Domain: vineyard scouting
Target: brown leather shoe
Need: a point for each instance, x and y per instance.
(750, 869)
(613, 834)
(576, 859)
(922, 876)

**ABOUT THIS TASK:** Take the line holding "Target: brown leather shoe" and the lines after it through the end of the entries. Retype them exactly and add nothing.

**REPLY TO THE EXERCISE:**
Target: brown leather shoe
Need: a point for each instance, x and y per instance.
(750, 869)
(613, 834)
(576, 859)
(922, 876)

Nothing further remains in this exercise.